DO THIS: Return exactly the lines that run from the one containing "Would you mind pinning the man" to the end of the entries, with both ends included.

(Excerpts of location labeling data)
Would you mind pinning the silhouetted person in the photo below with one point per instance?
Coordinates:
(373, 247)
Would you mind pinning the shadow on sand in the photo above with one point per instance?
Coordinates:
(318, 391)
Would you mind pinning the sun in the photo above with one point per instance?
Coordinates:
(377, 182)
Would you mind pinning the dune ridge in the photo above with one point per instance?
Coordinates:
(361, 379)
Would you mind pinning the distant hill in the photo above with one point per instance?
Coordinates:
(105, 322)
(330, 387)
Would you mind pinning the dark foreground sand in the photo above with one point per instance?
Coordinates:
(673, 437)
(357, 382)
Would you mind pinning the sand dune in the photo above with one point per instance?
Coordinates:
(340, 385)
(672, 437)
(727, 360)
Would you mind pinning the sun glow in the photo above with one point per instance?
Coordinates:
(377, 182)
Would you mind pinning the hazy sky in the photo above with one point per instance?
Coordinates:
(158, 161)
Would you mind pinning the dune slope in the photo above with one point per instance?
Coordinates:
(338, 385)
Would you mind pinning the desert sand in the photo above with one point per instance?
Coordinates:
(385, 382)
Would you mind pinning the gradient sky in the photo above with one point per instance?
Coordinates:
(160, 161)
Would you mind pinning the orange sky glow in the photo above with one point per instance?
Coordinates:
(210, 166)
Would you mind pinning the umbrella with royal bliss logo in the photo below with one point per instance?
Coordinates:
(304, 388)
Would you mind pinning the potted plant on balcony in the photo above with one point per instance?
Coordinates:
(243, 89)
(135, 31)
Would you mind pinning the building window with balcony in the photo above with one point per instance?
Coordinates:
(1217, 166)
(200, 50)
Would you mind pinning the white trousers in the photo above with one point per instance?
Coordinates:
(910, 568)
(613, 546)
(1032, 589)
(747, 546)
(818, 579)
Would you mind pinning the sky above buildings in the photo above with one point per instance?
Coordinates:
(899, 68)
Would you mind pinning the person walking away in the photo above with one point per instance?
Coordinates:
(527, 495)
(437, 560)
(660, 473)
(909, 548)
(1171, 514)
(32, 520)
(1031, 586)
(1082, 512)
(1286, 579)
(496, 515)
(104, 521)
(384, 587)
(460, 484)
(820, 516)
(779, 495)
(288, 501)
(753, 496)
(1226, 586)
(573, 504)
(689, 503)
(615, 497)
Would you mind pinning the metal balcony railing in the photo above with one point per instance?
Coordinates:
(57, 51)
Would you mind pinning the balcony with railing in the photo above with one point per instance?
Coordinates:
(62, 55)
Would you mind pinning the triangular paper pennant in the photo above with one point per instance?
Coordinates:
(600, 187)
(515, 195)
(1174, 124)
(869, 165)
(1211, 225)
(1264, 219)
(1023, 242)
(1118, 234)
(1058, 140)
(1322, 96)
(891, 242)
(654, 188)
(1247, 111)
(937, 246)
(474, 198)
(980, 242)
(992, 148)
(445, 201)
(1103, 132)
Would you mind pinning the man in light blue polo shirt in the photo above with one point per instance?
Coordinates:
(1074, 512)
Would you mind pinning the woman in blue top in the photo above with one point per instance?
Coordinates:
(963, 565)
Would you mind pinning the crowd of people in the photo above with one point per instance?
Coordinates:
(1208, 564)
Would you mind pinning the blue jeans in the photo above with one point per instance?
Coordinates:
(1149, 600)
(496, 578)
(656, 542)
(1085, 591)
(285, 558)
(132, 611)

RESULT FOR THIS TASK:
Would you mind pinning the man in light blue polo shirt in the photo above with one point per instance?
Coordinates:
(1074, 512)
Would you mind pinning the woman in blue top in the photo above with one point per instance?
Coordinates:
(963, 565)
Would you mind pinning the crowd of people in the photo above with one point per instance?
Coordinates:
(1208, 564)
Would you mind pinning the blue jeans in the photo above with one point per instance?
Coordinates:
(1149, 600)
(496, 578)
(656, 542)
(1085, 591)
(285, 558)
(132, 611)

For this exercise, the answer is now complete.